*** Extracted data ***

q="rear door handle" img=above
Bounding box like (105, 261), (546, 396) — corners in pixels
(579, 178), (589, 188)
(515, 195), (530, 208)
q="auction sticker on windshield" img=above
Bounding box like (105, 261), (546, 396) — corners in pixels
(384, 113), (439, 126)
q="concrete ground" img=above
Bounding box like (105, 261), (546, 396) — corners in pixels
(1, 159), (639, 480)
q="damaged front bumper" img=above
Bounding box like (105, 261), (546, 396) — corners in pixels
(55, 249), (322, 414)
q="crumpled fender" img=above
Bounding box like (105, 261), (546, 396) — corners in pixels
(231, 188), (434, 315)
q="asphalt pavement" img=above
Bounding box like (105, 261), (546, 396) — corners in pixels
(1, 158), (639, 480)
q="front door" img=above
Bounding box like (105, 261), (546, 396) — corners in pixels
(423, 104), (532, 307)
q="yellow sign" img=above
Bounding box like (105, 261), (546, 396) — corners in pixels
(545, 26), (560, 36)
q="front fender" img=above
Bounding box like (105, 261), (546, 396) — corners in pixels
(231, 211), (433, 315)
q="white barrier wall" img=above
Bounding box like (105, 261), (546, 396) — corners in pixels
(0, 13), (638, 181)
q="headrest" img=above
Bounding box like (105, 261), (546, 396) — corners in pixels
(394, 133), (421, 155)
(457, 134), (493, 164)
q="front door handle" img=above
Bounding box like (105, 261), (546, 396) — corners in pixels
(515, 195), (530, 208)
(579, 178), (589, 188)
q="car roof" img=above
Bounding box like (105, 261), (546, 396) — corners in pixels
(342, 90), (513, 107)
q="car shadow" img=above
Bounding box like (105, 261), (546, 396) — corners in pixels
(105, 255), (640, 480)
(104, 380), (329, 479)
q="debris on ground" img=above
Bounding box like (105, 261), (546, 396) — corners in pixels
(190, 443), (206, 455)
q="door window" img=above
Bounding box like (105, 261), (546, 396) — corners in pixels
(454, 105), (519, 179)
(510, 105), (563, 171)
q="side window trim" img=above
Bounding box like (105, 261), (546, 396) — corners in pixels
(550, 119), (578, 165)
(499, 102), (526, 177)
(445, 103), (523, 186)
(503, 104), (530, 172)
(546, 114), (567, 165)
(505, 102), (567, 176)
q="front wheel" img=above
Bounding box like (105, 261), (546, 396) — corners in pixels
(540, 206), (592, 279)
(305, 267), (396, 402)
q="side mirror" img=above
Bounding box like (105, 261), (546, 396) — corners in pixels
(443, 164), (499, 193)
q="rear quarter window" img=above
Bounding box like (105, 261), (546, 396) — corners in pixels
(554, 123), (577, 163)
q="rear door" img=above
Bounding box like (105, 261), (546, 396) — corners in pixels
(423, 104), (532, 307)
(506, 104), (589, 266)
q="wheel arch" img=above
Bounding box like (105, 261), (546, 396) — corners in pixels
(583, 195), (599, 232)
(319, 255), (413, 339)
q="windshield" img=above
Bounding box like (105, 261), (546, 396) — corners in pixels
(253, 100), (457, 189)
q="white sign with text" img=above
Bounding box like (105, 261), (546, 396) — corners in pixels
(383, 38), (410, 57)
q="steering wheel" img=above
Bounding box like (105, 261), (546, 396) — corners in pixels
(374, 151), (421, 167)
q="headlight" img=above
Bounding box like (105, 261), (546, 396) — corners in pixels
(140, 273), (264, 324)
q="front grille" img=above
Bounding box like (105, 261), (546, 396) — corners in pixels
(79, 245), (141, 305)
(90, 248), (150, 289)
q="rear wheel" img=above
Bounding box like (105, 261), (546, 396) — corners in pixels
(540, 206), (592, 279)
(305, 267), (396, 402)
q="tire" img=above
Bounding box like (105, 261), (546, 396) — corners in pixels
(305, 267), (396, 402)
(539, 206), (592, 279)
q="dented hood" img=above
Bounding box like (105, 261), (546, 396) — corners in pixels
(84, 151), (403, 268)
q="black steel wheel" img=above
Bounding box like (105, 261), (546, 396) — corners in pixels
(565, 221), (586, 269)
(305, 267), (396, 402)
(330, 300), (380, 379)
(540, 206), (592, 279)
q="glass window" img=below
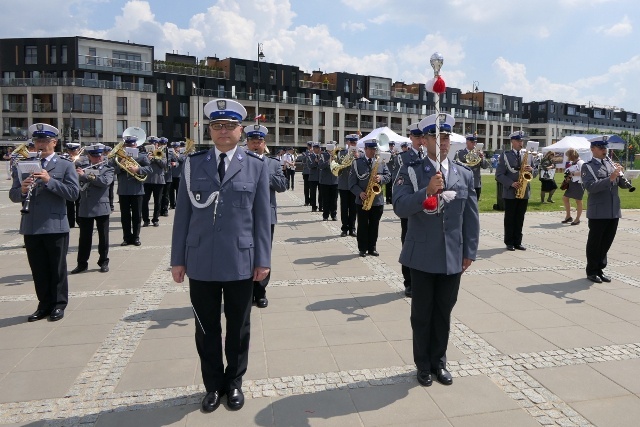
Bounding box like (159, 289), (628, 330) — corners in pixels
(344, 78), (350, 93)
(451, 93), (458, 104)
(291, 71), (297, 87)
(141, 121), (151, 136)
(157, 100), (163, 115)
(178, 81), (186, 96)
(567, 106), (576, 115)
(117, 97), (127, 115)
(235, 65), (246, 82)
(179, 102), (189, 117)
(514, 100), (519, 111)
(141, 98), (151, 116)
(117, 120), (127, 137)
(61, 45), (67, 64)
(550, 104), (555, 113)
(88, 47), (96, 65)
(157, 79), (165, 94)
(50, 46), (57, 65)
(269, 69), (276, 83)
(25, 46), (37, 64)
(112, 51), (142, 70)
(356, 80), (363, 94)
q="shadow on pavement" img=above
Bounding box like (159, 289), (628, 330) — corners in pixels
(516, 278), (595, 304)
(306, 293), (400, 321)
(294, 254), (357, 267)
(0, 273), (33, 286)
(475, 247), (508, 259)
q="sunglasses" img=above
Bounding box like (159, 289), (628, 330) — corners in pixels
(210, 123), (240, 131)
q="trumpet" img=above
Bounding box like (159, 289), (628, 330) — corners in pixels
(71, 147), (85, 163)
(605, 156), (636, 192)
(20, 150), (43, 215)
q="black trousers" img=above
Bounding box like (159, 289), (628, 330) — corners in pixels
(475, 187), (481, 201)
(119, 194), (143, 242)
(24, 233), (69, 311)
(356, 204), (384, 252)
(309, 180), (319, 210)
(142, 183), (163, 222)
(339, 189), (356, 232)
(410, 269), (461, 372)
(190, 278), (253, 392)
(320, 184), (338, 219)
(66, 198), (80, 228)
(586, 218), (619, 276)
(318, 182), (324, 211)
(285, 169), (295, 190)
(160, 181), (172, 213)
(400, 217), (411, 288)
(385, 182), (393, 204)
(77, 215), (109, 267)
(253, 224), (275, 300)
(108, 181), (115, 209)
(170, 178), (180, 208)
(503, 198), (529, 246)
(302, 173), (310, 205)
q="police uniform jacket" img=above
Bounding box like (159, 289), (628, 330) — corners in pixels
(495, 149), (537, 199)
(302, 151), (311, 175)
(348, 156), (391, 206)
(318, 151), (338, 185)
(145, 156), (166, 185)
(308, 152), (320, 181)
(78, 164), (114, 218)
(163, 150), (176, 183)
(392, 159), (479, 275)
(9, 154), (80, 235)
(113, 155), (152, 196)
(173, 153), (186, 178)
(170, 146), (272, 282)
(455, 148), (489, 188)
(581, 158), (623, 219)
(267, 156), (287, 225)
(386, 153), (398, 179)
(337, 149), (353, 191)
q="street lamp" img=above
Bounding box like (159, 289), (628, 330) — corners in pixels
(192, 57), (201, 147)
(256, 43), (265, 120)
(472, 81), (479, 134)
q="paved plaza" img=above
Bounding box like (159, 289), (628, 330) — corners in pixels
(1, 174), (640, 426)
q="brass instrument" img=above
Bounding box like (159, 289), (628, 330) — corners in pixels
(331, 146), (356, 176)
(184, 138), (196, 154)
(515, 149), (532, 199)
(13, 142), (32, 159)
(151, 149), (165, 160)
(79, 160), (109, 191)
(464, 148), (481, 167)
(362, 155), (382, 211)
(109, 126), (148, 182)
(70, 147), (85, 163)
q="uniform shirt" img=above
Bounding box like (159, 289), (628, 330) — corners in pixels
(581, 157), (623, 219)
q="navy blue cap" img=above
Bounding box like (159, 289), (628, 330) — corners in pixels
(364, 140), (378, 148)
(589, 135), (609, 147)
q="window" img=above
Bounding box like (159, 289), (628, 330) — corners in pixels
(141, 121), (151, 136)
(356, 80), (363, 94)
(253, 66), (259, 83)
(157, 79), (165, 94)
(179, 102), (189, 117)
(157, 100), (164, 116)
(141, 98), (151, 116)
(441, 92), (447, 103)
(117, 120), (127, 137)
(539, 103), (546, 112)
(344, 78), (350, 93)
(235, 65), (246, 82)
(218, 84), (225, 97)
(63, 94), (103, 113)
(84, 72), (97, 81)
(514, 101), (519, 111)
(50, 46), (57, 64)
(269, 69), (276, 83)
(291, 71), (297, 87)
(567, 106), (576, 115)
(87, 47), (97, 65)
(112, 51), (142, 70)
(452, 93), (458, 104)
(177, 81), (186, 96)
(25, 46), (37, 64)
(550, 104), (555, 113)
(117, 97), (127, 115)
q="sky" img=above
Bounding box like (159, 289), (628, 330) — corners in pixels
(2, 0), (639, 113)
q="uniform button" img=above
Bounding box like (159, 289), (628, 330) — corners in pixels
(243, 185), (247, 189)
(216, 227), (221, 232)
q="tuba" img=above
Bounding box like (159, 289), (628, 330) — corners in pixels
(109, 127), (148, 182)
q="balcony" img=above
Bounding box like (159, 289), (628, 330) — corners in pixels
(32, 103), (55, 113)
(361, 121), (373, 129)
(390, 123), (402, 131)
(344, 120), (358, 128)
(0, 77), (153, 92)
(298, 117), (313, 125)
(460, 99), (479, 107)
(298, 80), (335, 91)
(391, 91), (418, 100)
(2, 127), (28, 138)
(79, 54), (153, 76)
(4, 103), (27, 112)
(368, 88), (391, 99)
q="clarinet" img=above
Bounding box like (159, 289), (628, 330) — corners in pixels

***

• Task brief
Search the entries above for the word "door" and copy each line where it appears.

• Response box
q="rear door handle" img=above
q="front door" img=above
q="front door handle" img=above
q="door window" img=above
q="rear door" img=above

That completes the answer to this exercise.